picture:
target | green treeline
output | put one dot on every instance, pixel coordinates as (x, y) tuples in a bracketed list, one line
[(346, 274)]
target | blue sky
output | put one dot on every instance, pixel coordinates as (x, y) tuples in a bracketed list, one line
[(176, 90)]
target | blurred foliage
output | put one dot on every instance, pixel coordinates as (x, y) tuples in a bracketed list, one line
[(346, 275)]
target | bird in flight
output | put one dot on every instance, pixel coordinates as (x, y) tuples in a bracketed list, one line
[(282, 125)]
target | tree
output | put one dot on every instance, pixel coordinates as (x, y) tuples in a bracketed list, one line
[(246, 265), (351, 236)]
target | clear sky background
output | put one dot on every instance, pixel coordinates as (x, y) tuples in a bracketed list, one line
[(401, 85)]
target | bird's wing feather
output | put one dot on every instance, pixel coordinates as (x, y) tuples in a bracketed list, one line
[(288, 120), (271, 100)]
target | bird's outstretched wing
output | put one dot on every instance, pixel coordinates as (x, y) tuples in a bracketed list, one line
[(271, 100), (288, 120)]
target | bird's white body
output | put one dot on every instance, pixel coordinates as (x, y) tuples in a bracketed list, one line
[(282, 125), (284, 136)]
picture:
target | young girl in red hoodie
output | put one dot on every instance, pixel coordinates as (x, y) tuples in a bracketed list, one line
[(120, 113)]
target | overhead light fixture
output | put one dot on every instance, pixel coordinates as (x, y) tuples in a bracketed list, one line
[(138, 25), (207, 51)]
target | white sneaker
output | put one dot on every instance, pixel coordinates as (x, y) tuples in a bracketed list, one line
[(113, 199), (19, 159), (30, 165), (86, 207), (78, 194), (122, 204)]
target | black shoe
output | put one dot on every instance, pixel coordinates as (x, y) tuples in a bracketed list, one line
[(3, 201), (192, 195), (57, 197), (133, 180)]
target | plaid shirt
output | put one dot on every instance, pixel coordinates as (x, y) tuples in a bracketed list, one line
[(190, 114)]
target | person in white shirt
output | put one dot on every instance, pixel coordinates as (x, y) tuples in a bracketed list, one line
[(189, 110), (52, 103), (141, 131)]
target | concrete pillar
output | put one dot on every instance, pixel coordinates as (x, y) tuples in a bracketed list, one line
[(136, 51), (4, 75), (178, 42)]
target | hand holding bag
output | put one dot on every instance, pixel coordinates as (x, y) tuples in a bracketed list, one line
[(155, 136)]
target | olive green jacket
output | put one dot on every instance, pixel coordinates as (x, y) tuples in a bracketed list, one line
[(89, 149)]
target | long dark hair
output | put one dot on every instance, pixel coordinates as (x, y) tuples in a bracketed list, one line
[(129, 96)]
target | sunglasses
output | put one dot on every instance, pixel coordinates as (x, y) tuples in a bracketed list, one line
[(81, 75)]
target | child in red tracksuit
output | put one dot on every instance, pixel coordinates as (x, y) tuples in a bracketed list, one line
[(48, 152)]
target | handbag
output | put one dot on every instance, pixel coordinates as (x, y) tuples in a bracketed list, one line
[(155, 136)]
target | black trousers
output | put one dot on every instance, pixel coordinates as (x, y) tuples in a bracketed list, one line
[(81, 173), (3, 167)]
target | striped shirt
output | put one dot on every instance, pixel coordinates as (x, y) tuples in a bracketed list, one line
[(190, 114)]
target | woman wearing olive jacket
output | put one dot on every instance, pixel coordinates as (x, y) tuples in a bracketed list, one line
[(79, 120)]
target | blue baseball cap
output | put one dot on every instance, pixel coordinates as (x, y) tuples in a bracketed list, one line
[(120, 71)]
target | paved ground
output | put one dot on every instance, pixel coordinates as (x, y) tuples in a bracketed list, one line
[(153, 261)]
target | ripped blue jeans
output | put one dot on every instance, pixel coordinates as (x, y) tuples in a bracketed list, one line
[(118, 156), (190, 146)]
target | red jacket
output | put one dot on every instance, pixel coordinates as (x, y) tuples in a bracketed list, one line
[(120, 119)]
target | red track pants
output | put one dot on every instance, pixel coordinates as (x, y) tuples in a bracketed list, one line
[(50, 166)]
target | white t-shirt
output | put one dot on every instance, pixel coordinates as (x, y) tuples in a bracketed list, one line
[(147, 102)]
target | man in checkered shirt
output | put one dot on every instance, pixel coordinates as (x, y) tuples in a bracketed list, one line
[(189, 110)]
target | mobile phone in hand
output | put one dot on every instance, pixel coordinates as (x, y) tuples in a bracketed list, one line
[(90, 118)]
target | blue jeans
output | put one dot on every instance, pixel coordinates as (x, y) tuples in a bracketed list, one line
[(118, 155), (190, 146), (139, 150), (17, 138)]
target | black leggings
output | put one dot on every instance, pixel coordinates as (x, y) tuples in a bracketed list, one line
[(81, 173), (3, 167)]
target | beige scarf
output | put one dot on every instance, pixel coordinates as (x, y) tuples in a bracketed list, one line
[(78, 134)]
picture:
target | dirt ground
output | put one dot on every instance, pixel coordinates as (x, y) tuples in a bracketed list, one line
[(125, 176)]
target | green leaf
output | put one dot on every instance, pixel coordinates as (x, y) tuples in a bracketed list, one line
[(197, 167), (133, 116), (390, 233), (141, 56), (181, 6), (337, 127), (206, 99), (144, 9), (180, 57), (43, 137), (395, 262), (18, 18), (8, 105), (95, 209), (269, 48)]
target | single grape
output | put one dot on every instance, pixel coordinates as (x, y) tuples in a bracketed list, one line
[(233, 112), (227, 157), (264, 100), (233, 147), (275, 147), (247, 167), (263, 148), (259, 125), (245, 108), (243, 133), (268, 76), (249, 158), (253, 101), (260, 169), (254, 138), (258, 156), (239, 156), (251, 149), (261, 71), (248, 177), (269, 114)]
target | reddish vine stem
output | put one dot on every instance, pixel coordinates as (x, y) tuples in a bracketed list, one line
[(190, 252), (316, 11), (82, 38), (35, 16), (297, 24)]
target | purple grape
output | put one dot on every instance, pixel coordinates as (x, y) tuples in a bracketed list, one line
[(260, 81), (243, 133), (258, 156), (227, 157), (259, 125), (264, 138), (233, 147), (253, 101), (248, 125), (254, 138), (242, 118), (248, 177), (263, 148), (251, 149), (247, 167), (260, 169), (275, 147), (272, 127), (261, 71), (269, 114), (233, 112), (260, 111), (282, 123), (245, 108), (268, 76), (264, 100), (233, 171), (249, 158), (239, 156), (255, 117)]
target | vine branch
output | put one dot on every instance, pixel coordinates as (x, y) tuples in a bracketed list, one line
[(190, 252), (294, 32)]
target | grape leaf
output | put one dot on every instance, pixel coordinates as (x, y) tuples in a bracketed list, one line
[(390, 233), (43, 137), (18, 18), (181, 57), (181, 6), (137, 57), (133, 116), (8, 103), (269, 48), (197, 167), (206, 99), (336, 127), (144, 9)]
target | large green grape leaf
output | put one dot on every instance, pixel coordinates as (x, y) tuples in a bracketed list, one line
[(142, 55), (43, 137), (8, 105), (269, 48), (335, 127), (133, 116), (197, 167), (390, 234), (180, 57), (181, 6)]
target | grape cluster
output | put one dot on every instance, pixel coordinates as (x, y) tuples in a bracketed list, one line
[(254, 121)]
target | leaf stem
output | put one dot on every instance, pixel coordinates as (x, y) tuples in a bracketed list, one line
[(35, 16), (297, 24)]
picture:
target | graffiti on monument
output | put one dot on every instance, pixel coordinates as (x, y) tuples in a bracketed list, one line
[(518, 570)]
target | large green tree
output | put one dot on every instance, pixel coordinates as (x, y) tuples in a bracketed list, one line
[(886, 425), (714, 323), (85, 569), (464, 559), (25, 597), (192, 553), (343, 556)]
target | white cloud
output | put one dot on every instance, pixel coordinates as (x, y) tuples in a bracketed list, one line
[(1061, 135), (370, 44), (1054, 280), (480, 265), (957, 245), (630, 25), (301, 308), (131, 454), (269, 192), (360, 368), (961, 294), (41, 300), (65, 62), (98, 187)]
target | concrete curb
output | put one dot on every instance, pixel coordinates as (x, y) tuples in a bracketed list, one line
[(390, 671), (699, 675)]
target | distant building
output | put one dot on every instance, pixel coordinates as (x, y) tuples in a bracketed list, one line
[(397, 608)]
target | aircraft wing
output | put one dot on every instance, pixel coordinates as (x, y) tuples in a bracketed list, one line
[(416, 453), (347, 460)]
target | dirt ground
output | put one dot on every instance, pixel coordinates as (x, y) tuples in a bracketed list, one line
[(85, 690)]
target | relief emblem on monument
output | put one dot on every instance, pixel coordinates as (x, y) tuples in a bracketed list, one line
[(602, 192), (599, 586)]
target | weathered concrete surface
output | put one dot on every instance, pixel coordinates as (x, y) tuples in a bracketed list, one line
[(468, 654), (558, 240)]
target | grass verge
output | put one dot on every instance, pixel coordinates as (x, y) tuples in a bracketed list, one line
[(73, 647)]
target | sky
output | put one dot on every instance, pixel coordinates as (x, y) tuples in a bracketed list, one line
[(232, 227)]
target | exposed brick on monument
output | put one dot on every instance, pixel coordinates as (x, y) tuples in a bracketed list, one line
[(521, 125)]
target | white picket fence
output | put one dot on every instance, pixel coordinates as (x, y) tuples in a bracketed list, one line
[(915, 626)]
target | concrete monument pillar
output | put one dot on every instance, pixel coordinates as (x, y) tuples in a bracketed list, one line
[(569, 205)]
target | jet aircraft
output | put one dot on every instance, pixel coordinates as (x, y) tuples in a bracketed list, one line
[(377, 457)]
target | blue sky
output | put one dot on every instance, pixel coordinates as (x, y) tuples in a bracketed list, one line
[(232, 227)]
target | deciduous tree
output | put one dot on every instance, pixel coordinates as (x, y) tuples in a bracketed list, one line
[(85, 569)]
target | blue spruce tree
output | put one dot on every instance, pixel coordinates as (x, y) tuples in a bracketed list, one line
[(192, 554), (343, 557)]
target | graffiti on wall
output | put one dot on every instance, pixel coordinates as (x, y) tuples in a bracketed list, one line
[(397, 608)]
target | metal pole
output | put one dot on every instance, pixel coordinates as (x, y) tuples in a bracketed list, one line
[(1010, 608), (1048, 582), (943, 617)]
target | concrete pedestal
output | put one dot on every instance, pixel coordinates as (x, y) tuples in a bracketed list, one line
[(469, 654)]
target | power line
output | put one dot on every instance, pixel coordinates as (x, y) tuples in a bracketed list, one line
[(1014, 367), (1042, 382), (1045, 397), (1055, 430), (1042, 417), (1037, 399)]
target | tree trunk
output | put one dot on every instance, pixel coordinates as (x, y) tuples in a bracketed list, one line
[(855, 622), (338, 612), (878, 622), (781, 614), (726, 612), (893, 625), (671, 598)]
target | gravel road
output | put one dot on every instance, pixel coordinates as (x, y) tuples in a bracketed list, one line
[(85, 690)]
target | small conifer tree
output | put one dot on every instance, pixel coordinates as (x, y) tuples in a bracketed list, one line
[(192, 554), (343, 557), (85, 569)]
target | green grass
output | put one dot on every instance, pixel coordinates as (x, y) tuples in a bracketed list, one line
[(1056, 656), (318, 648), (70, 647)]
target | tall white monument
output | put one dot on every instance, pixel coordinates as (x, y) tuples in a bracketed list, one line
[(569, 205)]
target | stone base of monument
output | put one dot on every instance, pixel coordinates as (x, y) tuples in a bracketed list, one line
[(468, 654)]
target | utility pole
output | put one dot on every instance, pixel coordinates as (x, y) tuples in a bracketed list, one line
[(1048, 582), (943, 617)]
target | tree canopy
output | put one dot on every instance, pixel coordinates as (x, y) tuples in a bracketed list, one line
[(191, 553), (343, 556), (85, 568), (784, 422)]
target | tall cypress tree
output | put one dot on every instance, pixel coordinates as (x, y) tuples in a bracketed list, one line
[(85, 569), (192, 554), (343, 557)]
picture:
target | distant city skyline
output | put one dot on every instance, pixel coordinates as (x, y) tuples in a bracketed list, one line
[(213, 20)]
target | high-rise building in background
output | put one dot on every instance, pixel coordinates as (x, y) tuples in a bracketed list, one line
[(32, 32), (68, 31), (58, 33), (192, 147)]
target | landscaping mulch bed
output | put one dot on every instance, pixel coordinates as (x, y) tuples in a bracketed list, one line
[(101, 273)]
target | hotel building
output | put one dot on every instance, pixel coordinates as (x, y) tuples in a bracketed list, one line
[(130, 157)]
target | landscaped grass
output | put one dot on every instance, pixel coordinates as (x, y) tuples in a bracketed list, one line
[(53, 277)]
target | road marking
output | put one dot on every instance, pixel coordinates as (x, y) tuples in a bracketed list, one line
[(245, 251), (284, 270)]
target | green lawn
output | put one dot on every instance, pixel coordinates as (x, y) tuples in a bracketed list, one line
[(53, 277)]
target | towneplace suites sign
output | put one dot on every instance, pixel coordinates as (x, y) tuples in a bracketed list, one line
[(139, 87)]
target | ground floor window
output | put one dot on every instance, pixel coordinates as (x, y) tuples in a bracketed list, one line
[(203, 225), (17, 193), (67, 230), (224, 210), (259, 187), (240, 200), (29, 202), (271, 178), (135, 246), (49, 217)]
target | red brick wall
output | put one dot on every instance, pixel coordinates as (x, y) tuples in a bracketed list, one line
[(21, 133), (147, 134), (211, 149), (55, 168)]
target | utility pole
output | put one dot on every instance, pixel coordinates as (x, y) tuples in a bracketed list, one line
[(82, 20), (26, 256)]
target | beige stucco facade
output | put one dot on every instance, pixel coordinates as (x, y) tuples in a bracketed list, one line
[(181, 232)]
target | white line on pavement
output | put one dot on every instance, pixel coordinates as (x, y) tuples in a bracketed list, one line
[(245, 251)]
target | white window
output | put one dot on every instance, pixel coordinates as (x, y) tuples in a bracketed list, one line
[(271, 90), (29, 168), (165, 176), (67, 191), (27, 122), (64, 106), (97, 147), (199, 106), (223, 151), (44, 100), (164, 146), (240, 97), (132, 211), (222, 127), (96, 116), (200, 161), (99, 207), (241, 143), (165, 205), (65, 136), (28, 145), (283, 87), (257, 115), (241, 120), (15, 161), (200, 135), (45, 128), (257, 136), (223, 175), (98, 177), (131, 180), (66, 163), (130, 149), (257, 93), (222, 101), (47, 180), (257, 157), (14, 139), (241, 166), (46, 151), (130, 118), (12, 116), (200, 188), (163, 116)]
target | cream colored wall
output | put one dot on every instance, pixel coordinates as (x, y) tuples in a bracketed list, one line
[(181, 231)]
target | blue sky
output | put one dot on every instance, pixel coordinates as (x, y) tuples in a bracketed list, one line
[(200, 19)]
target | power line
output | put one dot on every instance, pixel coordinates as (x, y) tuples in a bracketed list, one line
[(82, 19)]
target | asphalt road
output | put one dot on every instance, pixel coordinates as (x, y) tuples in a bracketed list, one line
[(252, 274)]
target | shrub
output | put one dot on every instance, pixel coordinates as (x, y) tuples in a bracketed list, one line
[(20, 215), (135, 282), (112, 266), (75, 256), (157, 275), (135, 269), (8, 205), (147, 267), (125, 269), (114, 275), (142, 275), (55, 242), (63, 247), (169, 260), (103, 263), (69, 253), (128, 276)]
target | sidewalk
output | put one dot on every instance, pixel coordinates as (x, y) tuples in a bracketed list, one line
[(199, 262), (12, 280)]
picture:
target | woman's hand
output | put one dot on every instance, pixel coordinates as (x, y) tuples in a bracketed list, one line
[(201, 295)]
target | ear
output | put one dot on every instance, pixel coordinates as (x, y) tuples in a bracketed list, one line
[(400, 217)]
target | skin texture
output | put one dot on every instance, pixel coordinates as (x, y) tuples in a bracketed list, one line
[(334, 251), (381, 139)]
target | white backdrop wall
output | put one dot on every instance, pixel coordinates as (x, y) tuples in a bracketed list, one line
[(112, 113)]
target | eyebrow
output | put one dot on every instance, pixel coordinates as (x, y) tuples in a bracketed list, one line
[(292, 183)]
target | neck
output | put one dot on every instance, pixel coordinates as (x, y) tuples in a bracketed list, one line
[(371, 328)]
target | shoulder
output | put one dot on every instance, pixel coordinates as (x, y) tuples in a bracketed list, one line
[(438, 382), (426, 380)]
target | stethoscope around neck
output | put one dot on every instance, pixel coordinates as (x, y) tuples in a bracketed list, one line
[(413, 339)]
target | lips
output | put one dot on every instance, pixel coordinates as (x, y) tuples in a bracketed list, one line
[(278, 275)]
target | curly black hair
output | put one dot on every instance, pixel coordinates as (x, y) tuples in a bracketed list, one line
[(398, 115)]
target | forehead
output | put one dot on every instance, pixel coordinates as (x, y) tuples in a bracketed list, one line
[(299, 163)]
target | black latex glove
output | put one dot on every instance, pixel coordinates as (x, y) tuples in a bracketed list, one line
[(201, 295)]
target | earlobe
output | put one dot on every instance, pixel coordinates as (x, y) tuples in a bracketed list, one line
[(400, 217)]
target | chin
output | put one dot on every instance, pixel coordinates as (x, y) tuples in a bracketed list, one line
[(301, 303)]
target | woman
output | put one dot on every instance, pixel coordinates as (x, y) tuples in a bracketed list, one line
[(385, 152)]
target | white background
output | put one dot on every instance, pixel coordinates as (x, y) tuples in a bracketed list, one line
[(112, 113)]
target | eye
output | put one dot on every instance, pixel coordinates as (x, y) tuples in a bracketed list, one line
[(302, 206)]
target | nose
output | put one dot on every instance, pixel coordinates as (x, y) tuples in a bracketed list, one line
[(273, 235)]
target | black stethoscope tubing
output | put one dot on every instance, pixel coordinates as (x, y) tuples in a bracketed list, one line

■ **What is needed**: Repeat exactly, and only, the run of lines from the start of the material above through the line that holds "target | bird's outstretched wing".

■ **Your response**:
picture:
target | green treeline
output | put one dot on every instance, pixel coordinates as (x, y) tuples in a bracketed list, one line
[(346, 274)]
target | blue sky
output | put one dot on every instance, pixel coordinates as (x, y) tuples in a bracketed list, one line
[(176, 90)]
target | blurred foliage
output | put one dot on every instance, pixel coordinates as (x, y) tuples in a bracketed list, one line
[(346, 275)]
target | bird in flight
output | put one dot on every instance, pixel coordinates as (x, y) tuples in a bracketed list, one line
[(282, 125)]
target | tree
output | put one dot on every instance, pixel coordinates as (x, y) tuples in a bracketed list, one line
[(246, 265), (351, 236)]
target | clear sky background
output | put one dot on every instance, pixel coordinates as (x, y) tuples in a bracketed list, one line
[(401, 85)]
target | bird's wing feather
output | put one dot on every instance, pixel coordinates as (x, y) tuples in a bracketed list, one line
[(288, 120), (271, 100)]
target | bird's outstretched wing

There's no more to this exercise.